BEGIN Extract provided

LG-1997-02-450-HQ
ABOUT THE PICTURE
Astronauts are shown conducting experiments during the USML-2
mission. Catherine G. Coleman is busy at the Glovebox, which is a
small sealable box with gloves attached tor handling the
experiment inside. Fred Leslie is monitoring the Surface Tension
Driven Convection Experiment, which examines how surface tension
affects liquids.
USML MISSION SERIES
For the 1990s, NASA planned a series of missions that would
use the microgravity environment of the orbiting space shuttle as
a science laboratory. Many chemical and physical processes are
hidden by the force of Earth's gravity, but in microgravity, these
processes are revealed allowing scientists to observe them without
gravity's strong influence. The missions were fittingly named the
U.S. Microgravity Laboratory (USML) series.
To create a laboratory on the shuttle, NASA used Spacelab, which
is a module designed and built by the European Space Agency. The
module fits snugly inside the shuttle's cargo bay and is enclosed
and pressurized to provide a comfortable workspace for the
astronauts conducting the experiments.

END Extract provided

• _Actions to take_
(a) List every person and every organization named in the passage about the USML missions.
(b) Carry the passage about the USML missions forward, starting after its final sentence.
The listing that comes next has no part in this work.

BEGIN Dataset content

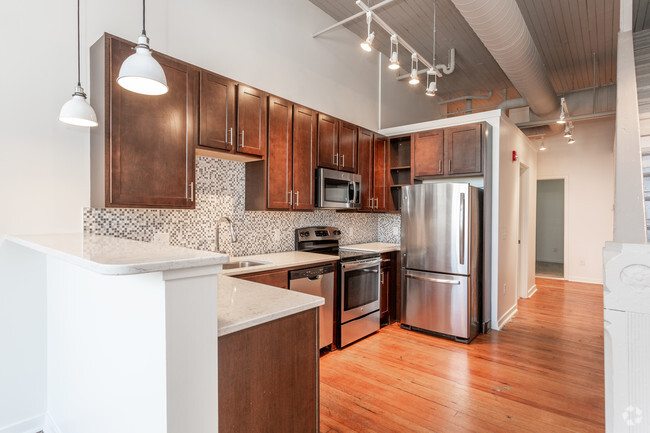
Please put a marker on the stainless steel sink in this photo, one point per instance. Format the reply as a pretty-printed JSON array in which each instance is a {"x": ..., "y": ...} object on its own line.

END Dataset content

• _The replies_
(a) Catherine G. Coleman, Fred Leslie, NASA, European Space Agency

(b)
Because there is no up or down in microgravity, racks to hold the
missions' experiment equipment were installed in Spacelab's
ceiling and floor as well as in its walls. The first USML mission,
USML-I, included 13 experiments and flew in June 1992. USML-2 had
17 experiments onboard and flew in November 1995. Both missions
were in orbit for about two weeks.
USML experiment results were recorded with a video camera and the
signals were sent to Earth. During USML-1, scientists on the
ground had to share the one video channel trom the Spacelab. For
USML-2, six video channels gave scientists more time to watch
experiments as they happened and to direct the astronauts
conducting their experiments.
USML-2 also had a live video uplink from the control center to the
shuttle so that astronauts watching a scientist perform a
procedure on the ground could then mimic that procedure in
space.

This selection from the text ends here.